▽

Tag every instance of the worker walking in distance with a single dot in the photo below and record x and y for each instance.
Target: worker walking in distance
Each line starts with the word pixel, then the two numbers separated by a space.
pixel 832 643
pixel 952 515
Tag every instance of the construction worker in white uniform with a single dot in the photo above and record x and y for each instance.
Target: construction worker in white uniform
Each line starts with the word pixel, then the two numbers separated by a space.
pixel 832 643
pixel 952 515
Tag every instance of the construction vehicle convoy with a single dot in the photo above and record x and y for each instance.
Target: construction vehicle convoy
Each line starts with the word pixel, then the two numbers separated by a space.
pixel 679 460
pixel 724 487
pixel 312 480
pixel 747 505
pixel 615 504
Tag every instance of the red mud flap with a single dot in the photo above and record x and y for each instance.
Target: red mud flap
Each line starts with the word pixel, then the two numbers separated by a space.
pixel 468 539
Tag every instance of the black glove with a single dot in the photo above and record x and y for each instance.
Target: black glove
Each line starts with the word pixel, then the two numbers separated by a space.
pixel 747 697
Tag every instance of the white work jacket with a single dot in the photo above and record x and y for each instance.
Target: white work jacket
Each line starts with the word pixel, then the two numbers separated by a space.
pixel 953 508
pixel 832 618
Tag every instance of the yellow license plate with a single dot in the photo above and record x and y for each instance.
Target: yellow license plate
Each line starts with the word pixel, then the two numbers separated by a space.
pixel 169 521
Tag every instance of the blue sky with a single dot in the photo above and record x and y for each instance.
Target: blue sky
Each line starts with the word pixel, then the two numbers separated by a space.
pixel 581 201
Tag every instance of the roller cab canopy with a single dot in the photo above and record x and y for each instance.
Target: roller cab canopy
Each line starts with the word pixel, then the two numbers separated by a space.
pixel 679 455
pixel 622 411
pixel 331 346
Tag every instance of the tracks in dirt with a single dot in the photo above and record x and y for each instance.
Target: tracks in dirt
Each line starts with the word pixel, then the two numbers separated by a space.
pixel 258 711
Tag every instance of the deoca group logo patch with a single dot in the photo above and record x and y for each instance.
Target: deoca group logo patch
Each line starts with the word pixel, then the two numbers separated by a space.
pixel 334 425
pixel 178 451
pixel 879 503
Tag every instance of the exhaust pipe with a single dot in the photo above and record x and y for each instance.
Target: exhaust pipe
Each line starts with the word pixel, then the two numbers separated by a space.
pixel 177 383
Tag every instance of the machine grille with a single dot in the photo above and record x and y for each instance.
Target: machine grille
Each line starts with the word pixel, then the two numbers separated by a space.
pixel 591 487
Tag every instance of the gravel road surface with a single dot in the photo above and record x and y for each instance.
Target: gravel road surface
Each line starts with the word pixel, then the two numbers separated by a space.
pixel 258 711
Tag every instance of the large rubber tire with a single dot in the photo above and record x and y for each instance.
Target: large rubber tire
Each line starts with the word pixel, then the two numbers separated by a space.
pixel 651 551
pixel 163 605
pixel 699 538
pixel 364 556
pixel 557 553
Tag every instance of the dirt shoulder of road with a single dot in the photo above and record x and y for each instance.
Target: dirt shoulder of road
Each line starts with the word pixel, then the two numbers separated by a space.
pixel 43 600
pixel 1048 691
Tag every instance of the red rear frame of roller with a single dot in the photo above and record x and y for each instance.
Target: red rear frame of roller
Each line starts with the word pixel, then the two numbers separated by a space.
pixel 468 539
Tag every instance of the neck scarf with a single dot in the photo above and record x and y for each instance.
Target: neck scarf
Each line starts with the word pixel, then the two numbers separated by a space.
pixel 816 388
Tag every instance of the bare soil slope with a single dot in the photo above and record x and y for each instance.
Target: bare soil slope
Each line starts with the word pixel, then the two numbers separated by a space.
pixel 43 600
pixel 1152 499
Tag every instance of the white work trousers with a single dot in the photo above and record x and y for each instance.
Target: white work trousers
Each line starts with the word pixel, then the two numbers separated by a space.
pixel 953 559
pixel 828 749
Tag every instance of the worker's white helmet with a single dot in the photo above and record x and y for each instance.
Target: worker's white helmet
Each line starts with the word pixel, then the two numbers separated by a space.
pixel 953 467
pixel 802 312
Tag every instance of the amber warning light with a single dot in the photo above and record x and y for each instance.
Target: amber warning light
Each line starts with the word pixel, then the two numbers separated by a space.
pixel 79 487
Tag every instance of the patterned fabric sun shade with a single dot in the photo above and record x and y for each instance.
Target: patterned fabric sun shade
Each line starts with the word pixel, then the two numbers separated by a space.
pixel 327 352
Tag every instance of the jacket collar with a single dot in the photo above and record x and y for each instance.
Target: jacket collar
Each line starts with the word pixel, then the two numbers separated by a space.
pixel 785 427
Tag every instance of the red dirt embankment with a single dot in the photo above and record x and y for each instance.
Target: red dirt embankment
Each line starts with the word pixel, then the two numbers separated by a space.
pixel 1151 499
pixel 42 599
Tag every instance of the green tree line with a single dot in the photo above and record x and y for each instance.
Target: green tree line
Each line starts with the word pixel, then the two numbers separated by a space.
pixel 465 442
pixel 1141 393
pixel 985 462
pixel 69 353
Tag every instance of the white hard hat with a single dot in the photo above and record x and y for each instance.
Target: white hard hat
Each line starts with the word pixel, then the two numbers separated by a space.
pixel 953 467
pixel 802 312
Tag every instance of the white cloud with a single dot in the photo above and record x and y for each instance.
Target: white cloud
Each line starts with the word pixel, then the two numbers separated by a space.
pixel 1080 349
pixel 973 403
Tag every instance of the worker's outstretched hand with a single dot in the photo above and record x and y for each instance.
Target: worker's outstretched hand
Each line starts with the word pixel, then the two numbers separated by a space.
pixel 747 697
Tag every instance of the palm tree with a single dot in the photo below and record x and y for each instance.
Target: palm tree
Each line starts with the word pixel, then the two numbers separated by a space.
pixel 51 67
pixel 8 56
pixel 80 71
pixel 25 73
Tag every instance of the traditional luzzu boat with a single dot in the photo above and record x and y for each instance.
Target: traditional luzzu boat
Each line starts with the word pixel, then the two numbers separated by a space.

△

▶ [Aim]:
Write out every row above again, swapping "single dot" for "single point" and keeping everything else the same.

▶ [Output for this task]:
Tag every instance of the worker walking in distance with a single point in the photo below and record x and y for each instance.
Target: worker walking in distance
Each line starts with the word pixel, then the two numbers separated by a space.
pixel 832 643
pixel 952 515
Tag every instance of the construction worker in white uniform with a single point in the photo above and record x and y for each instance.
Target: construction worker in white uniform
Each line starts with the word pixel, then the two numbers separated by a space.
pixel 832 643
pixel 952 515
Tag every instance of the construction vehicle convoy with a single point in the photo above and record x and y for each instance.
Target: construction vehicle convoy
Each line starts with the word pixel, then the two numbers separated by a space.
pixel 679 460
pixel 724 487
pixel 312 480
pixel 747 505
pixel 615 504
Tag every instance of the red mud flap with a single point in the photo above and record x and y for each instance.
Target: red mud flap
Each line starts with the word pixel, then the two numbers separated by a space.
pixel 468 539
Tag every instance of the black glove with a single point in the photo above and record x and y for each instance.
Target: black glove
Each line starts with the word pixel, then the two numbers separated by a space.
pixel 747 697
Tag every instance of the white work jacket with a single point in the photo above and record x and y for each instance.
Target: white work jacket
Each line starts with the word pixel, then the two numbers separated by a space.
pixel 953 508
pixel 832 618
Tag every instance of the yellow license plate with a single point in the photo above and record x and y for each instance.
Target: yellow license plate
Each line starts with the word pixel, then the two numbers separated by a space.
pixel 169 521
Tag every instance of the blue sky with a single point in the photo above and record x and y for each instance.
Target: blue sky
Each line starts with the word pixel, then the two numbers separated by a space.
pixel 581 201
Tag every instance of the roller cab canopy with a single point in the photo above and record x and y for each instance.
Target: roller cab canopy
Each line starts with the word pixel, then the two numbers separated by a space.
pixel 679 455
pixel 622 411
pixel 331 346
Tag every instance of the tracks in dirt with a single point in the photo above and record x and y for each instance.
Target: tracks in dirt
Each line starts with the word pixel, then the two numbers separated by a space.
pixel 258 711
Tag every instance of the deoca group logo patch with a single point in the photo above and record x and y for each instance.
Target: deoca group logo patch
Each line starts with the word pixel, then the two numbers separated by a space.
pixel 334 425
pixel 178 451
pixel 879 503
Tag every instance of the exhaust pipe with a single point in the photo above and record x and y for each instance.
Target: exhaust pipe
Each line starts with the word pixel, then the two numbers separated by a space.
pixel 177 383
Tag every instance of the machine grille with a single point in the photo above and record x and y for each instance.
Target: machine grille
Each line starts with the word pixel, then the two numbers separated by a space.
pixel 591 487
Tag every instance of the gravel road surface with a single point in the photo above and record x and y for each instance.
Target: gravel road surface
Each line starts with the word pixel, then the two numbers separated by a space.
pixel 258 711
Tag every instance of the large rubber tire with a single point in the photo above and record x and y for each instance.
Target: large rubber tire
Each line starts with the word pixel, then the two numbers separated by a space.
pixel 651 551
pixel 163 605
pixel 699 538
pixel 364 556
pixel 557 553
Tag every instance of the dirt shoulder of road with a single point in the photo above and record x and y for each instance.
Target: dirt shoulder of road
Each line starts with the word pixel, then the two numbers separated by a space.
pixel 43 600
pixel 1048 691
Tag every instance of the red rear frame of roller with a single point in the photo above and record x and y for each instance.
Target: red rear frame of roller
Each line starts with the word pixel, then the two numbers separated by a space.
pixel 468 539
Tag every instance of the neck scarf with a single point in the photo above and record x and y for each instance.
Target: neck scarf
Each line starts with the word pixel, then the two numbers separated by a space.
pixel 816 388
Tag every instance of the bare soil slope with a single point in the photo above and record x and y for each instance.
Target: bare soil slope
Each line starts with the word pixel, then the two numbers separated by a space.
pixel 43 600
pixel 1152 499
Tag every instance of the white work trousers with a single point in the photo above and record x and y for each instance.
Target: white work trousers
Each line starts with the word pixel, then the two numbers separated by a space.
pixel 953 559
pixel 828 749
Tag every instance of the worker's white helmet with a single point in the photo above and record x and y for each instance.
Target: worker's white helmet
Each line starts with the word pixel, then the two numbers separated by a space.
pixel 953 467
pixel 802 312
Tag every instance of the amber warning light with a single point in the photo above and record x and y for each instance.
Target: amber warning light
Each line starts with the word pixel, then the two numbers separated by a space.
pixel 79 487
Tag every instance of the patterned fabric sun shade with a single point in the photo above and record x and y for each instance.
Target: patterned fabric sun shade
Each line starts with the word pixel, then the two numbers separated by a space.
pixel 327 352
Tag every instance of the jacket collar with a single point in the photo above and record x and y for each instance.
Target: jacket collar
Each line starts with the word pixel, then the two numbers separated by a space.
pixel 785 427
Tag every instance of the red dirt embankment with a single point in the photo above and record x and y for each instance.
Target: red dirt embankment
Each line starts with the word pixel, then the two numbers separated by a space.
pixel 1151 499
pixel 42 599
Tag every instance of the green tree line with a single point in the photo above and record x and y for each instance.
Target: green tree line
Each line starts with the word pixel, then the two numbers separated by a space.
pixel 465 442
pixel 1141 393
pixel 985 462
pixel 69 353
Tag every instance of the white hard hat with a single point in the photo above and record x and y for each instance.
Target: white hard hat
Each line starts with the word pixel, then the two numbers separated by a space.
pixel 953 467
pixel 802 312
Tag every instance of the white cloud with a single point in the photo above and record x and y for each instance.
Target: white cloud
Each line starts with the word pixel, then the two numbers separated by a space.
pixel 1080 349
pixel 973 403
Tag every instance of the worker's outstretched hand with a single point in the photo above and record x and y for each instance.
Target: worker's outstretched hand
Each line starts with the word pixel, then the two numbers separated by a space.
pixel 747 697
Tag every instance of the palm tree with a single point in the photo below and record x and y for each instance.
Target: palm tree
Each line starts with the word pixel, then the two numbers separated by a space.
pixel 51 67
pixel 8 56
pixel 80 71
pixel 25 73
Tag every instance of the traditional luzzu boat with a single point in the photo above and record x and y for each instance.
Target: traditional luzzu boat
Each line starts with the word pixel, then the two numbers separated by a space.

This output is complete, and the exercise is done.